(Source extract)
Acquired cystic kidney disease refers to a condition where a person’s kidneys develop cysts (sacs filled with a fluid). The disorder is common in adults and children who suffer from either end-stage kidney disease or chronic kidney disease.
Both chronic kidney disease and end-stage renal disease warrants regular dialysis to compensate for the improper functioning of the kidneys. Dialysis increases the risk of developing ACKD.
However, you should not confuse acquired kidney disease with polycystic kidney disease. Here is a look at how the two conditions differ.
Polycystic kidney disease V/s acquired cystic kidney disease-
Polycystic kidney disease (PKD) is caused due to a faulty or problematic gene. On the other hand, ACKD can affect anyone irrespective of his or her genetics.
Patients suffering from polycystic kidney disease have large-sized kidneys, while people suffering from acquired cystic kidney disease have normal sized or small sized kidneys.
PKD leads to cyst formation in the liver and other parts of the body, but in case of ACKD, the cysts are only formed in the kidneys.
Cause for acquired cystic kidney disease-
The exact cause for the cyst formation inside the kidneys remains unknown. However, since the cysts are limited to the kidneys, the process responsible for the disease most likely also originates within the organ.
Symptoms of ACKD-
The disease does not have any signs as such, but complications may arise from the cysts formed inside the kidneys. These complications will have certain symptoms and signs like:
If a cyst gets infected, a person may experience pain and fever
You may observe traces of blood while urinating, which is indicative of a bleeding kidney cyst
People suffering from ACKD are more likely to develop cancerous tumours in their kidneys
Treatment for acquired cystic kidney disease-
If no symptoms are apparent, the disease does not require any treatment. However, if you suffer from complications due to the presence of cysts in the kidneys, you may need to undergo treatment, which involves both minimally invasive procedures and open surgeries.
(End Source extract)
> **What to work on**: Copy the part of the kidney disease text running from "Both chronic kidney" through "small sized kidneys.", word for word.
(Available data)
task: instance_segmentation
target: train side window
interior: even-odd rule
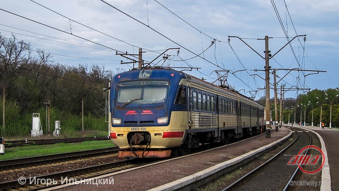
[[[186,104],[186,88],[179,88],[178,95],[175,100],[175,103]]]
[[[211,111],[211,96],[207,95],[207,103],[206,105],[206,111]]]
[[[197,106],[197,103],[198,103],[198,102],[197,102],[197,92],[195,91],[193,91],[193,109],[198,109],[198,106]]]
[[[201,93],[198,93],[198,109],[201,110],[202,109],[202,104],[201,102]]]
[[[227,114],[229,113],[229,101],[226,99],[225,100],[225,112]]]

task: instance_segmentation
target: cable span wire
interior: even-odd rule
[[[212,39],[215,39],[214,38],[212,38],[212,37],[210,37],[210,36],[209,36],[209,35],[206,34],[205,33],[204,33],[201,32],[201,30],[199,30],[199,29],[197,29],[196,28],[193,27],[192,25],[191,25],[190,24],[188,23],[187,22],[186,22],[185,20],[184,20],[184,19],[182,19],[181,17],[180,17],[180,16],[178,16],[178,15],[177,15],[176,14],[175,14],[175,13],[174,13],[172,11],[171,11],[171,10],[170,10],[170,9],[168,9],[166,7],[165,7],[165,6],[164,6],[164,5],[163,5],[161,3],[159,3],[157,0],[154,0],[154,1],[155,1],[155,2],[156,2],[157,3],[158,3],[159,5],[161,5],[162,6],[163,6],[164,8],[165,8],[166,9],[167,9],[168,11],[170,12],[171,13],[172,13],[173,15],[175,15],[175,16],[176,16],[178,18],[180,18],[180,19],[181,19],[181,20],[182,20],[183,21],[184,21],[184,22],[185,22],[185,23],[186,23],[187,25],[190,26],[191,27],[192,27],[192,28],[193,28],[193,29],[195,29],[196,30],[197,30],[199,31],[199,32],[200,32],[200,33],[202,33],[202,34],[204,34],[205,35],[206,35],[206,36],[208,36],[208,37],[210,37],[210,38],[211,38]]]

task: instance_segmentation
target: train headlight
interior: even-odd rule
[[[169,119],[168,117],[158,118],[158,119],[157,119],[158,123],[159,123],[159,124],[166,123],[167,123],[167,120],[168,120],[168,119]]]
[[[120,125],[121,124],[121,119],[117,118],[112,118],[112,121],[114,125]]]

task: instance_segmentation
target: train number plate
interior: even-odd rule
[[[131,131],[146,131],[146,127],[131,127]]]

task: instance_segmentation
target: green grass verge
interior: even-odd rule
[[[114,147],[110,140],[85,141],[76,143],[57,143],[54,145],[32,145],[6,148],[0,160],[95,149]]]

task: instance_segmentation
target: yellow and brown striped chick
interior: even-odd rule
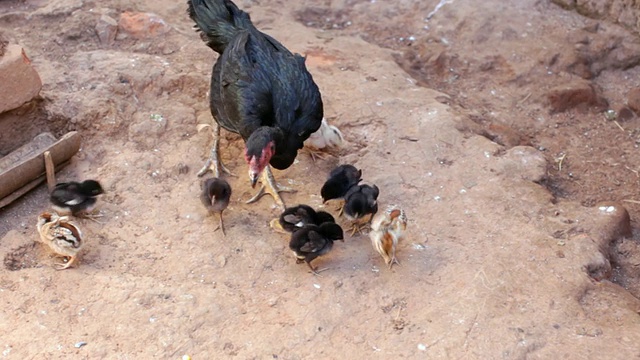
[[[393,263],[400,265],[396,259],[396,247],[398,241],[404,236],[407,228],[407,216],[397,206],[390,206],[383,213],[376,215],[371,223],[371,244],[382,255],[389,269]]]
[[[38,216],[36,227],[40,234],[40,242],[66,259],[65,263],[56,263],[55,268],[58,270],[69,268],[84,245],[80,228],[69,221],[69,217],[49,212]]]

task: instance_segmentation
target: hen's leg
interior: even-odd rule
[[[309,156],[311,156],[311,160],[313,160],[313,162],[316,162],[316,158],[325,160],[328,156],[331,156],[330,154],[327,154],[320,150],[314,150],[308,147],[304,147],[303,149],[309,153]]]
[[[284,201],[282,201],[282,197],[280,197],[280,194],[278,193],[295,192],[295,190],[276,184],[276,180],[273,178],[273,174],[271,173],[271,166],[269,165],[267,165],[267,167],[262,171],[262,174],[260,175],[260,182],[262,183],[260,191],[258,191],[254,197],[247,200],[247,204],[258,201],[264,194],[269,194],[276,201],[276,204],[284,211],[286,207],[284,205]]]
[[[211,155],[209,155],[202,169],[198,171],[198,177],[206,174],[209,170],[213,172],[215,177],[220,177],[220,169],[229,175],[233,175],[231,171],[224,166],[222,161],[220,161],[220,125],[215,122],[213,125],[213,147],[211,147]]]

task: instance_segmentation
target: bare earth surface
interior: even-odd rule
[[[71,270],[34,244],[45,186],[0,212],[0,358],[640,358],[637,33],[547,1],[292,3],[238,5],[308,55],[348,143],[276,172],[284,199],[321,208],[336,164],[362,168],[410,219],[402,265],[366,235],[316,260],[322,277],[297,265],[273,202],[244,204],[228,133],[240,176],[215,231],[195,175],[215,54],[184,1],[6,0],[0,32],[44,84],[25,137],[80,131],[58,179],[107,194]],[[101,42],[123,11],[156,18]]]

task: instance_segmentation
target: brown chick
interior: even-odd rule
[[[80,228],[69,221],[69,217],[49,212],[38,216],[36,227],[40,234],[40,242],[67,260],[65,263],[56,263],[55,268],[58,270],[69,268],[84,245]]]
[[[400,265],[396,259],[396,247],[398,241],[404,236],[407,228],[407,216],[404,211],[397,206],[389,207],[384,213],[380,213],[373,218],[371,223],[371,244],[373,248],[382,255],[389,269],[394,263]]]
[[[202,193],[200,193],[200,201],[212,213],[218,213],[220,217],[220,230],[222,235],[224,232],[224,222],[222,221],[222,212],[229,206],[231,198],[231,186],[221,178],[207,179],[202,183]]]
[[[315,162],[316,158],[324,159],[322,151],[326,151],[328,148],[339,148],[343,141],[342,132],[336,126],[329,125],[327,120],[322,118],[320,128],[305,140],[304,147],[309,151],[311,160]]]

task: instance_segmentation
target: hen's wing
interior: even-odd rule
[[[319,252],[327,245],[327,239],[316,230],[310,230],[307,239],[307,242],[300,248],[304,252]]]
[[[74,206],[86,200],[86,196],[78,192],[79,185],[73,183],[61,183],[51,192],[51,202],[59,206]]]
[[[274,123],[272,84],[274,61],[255,32],[238,32],[213,67],[211,111],[220,126],[246,141],[260,126]]]

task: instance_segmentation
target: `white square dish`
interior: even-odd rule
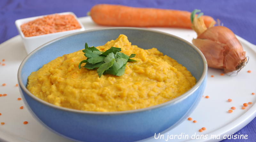
[[[71,14],[73,15],[81,25],[81,28],[76,30],[66,31],[30,37],[25,37],[20,28],[20,26],[22,25],[34,20],[36,19],[42,18],[44,17],[49,15],[21,19],[17,20],[15,21],[15,24],[16,25],[16,27],[21,37],[21,38],[23,41],[23,43],[25,46],[25,48],[28,54],[29,54],[32,51],[39,46],[53,39],[68,34],[84,31],[84,27],[83,24],[78,20],[76,15],[73,12],[68,12],[56,14],[60,15]]]

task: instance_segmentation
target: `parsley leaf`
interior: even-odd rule
[[[121,51],[120,48],[111,47],[105,52],[101,52],[94,46],[89,47],[85,43],[82,51],[87,59],[82,61],[78,67],[81,69],[81,65],[86,63],[82,67],[90,69],[98,68],[97,73],[100,77],[106,74],[120,76],[124,74],[127,62],[138,61],[130,59],[135,57],[135,54],[132,54],[128,56],[120,52]]]

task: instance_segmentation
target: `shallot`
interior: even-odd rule
[[[196,9],[192,12],[192,28],[197,34],[192,42],[202,52],[206,58],[208,66],[224,69],[226,73],[239,71],[246,64],[245,57],[241,44],[235,34],[222,26],[212,25],[206,28],[200,16],[201,12]]]

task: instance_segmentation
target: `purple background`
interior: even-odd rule
[[[83,17],[99,4],[190,11],[200,9],[204,15],[219,19],[236,34],[256,45],[255,0],[0,0],[0,44],[19,34],[14,23],[16,20],[68,11]],[[222,142],[256,141],[256,118],[238,133],[248,135],[248,138],[227,139]]]

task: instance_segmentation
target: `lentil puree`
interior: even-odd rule
[[[78,66],[86,60],[82,50],[59,57],[28,77],[28,89],[39,98],[55,105],[85,111],[116,111],[138,109],[170,100],[196,83],[185,67],[155,48],[144,50],[132,45],[127,37],[97,47],[101,51],[111,46],[140,61],[127,63],[120,76]],[[83,66],[83,65],[82,65]]]

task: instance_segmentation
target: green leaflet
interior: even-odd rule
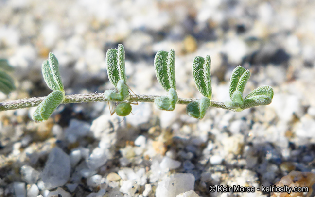
[[[212,97],[210,66],[211,58],[209,55],[206,56],[205,59],[199,56],[193,59],[192,76],[196,86],[203,96],[210,99]]]
[[[109,49],[106,53],[107,75],[109,81],[115,87],[120,80],[126,82],[125,70],[125,52],[123,46],[118,45],[118,49]]]
[[[122,80],[118,81],[117,86],[118,93],[113,90],[106,90],[104,92],[104,97],[111,101],[122,101],[129,96],[128,86]]]
[[[156,98],[154,104],[160,110],[173,111],[177,100],[178,97],[176,90],[171,88],[169,90],[168,96],[164,96]]]
[[[55,90],[48,95],[36,108],[32,118],[36,122],[47,120],[54,110],[61,103],[64,98],[64,93]]]
[[[42,73],[45,82],[52,90],[60,90],[64,93],[58,65],[56,56],[50,52],[48,60],[44,61],[42,65]]]
[[[269,86],[259,87],[251,91],[245,98],[241,109],[247,109],[260,105],[267,105],[271,103],[273,98],[273,89]]]
[[[190,116],[201,120],[205,116],[207,110],[210,105],[210,99],[207,97],[203,97],[197,102],[189,103],[186,107],[186,113]]]
[[[240,66],[233,70],[230,79],[229,86],[229,95],[231,99],[232,99],[233,93],[236,90],[238,90],[243,93],[249,77],[250,77],[249,71]]]
[[[5,72],[0,70],[0,91],[7,95],[15,89],[12,78]]]
[[[154,67],[158,81],[164,90],[176,90],[174,50],[171,49],[168,53],[163,50],[158,51],[154,58]]]
[[[120,116],[125,116],[129,115],[131,112],[131,105],[128,102],[121,102],[119,103],[115,109],[117,115]]]

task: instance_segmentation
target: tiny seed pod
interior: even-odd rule
[[[192,102],[187,105],[186,113],[188,115],[202,119],[205,116],[207,110],[211,105],[211,101],[207,97],[203,97],[196,102]]]
[[[116,108],[116,113],[120,116],[125,116],[131,112],[131,105],[129,102],[123,102],[119,103]]]
[[[117,93],[113,90],[106,90],[104,95],[105,98],[110,101],[122,101],[128,98],[128,88],[124,81],[122,80],[119,80],[117,87],[118,93]]]
[[[57,107],[61,103],[63,98],[63,92],[61,91],[56,90],[51,93],[37,106],[32,118],[37,122],[47,120]]]
[[[168,91],[168,96],[163,96],[157,98],[154,100],[154,104],[160,110],[173,111],[178,100],[176,90],[171,88]]]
(End Available data)
> **Output below**:
Both chronic kidney disease and end-stage renal disease warrants regular dialysis to compensate for the improper functioning of the kidneys. Dialysis increases the risk of developing ACKD.
However, you should not confuse acquired kidney disease with polycystic kidney disease. Here is a look at how the two conditions differ.
Polycystic kidney disease V/s acquired cystic kidney disease-
Polycystic kidney disease (PKD) is caused due to a faulty or problematic gene. On the other hand, ACKD can affect anyone irrespective of his or her genetics.
Patients suffering from polycystic kidney disease have large-sized kidneys, while people suffering from acquired cystic kidney disease have normal sized or small sized kidneys.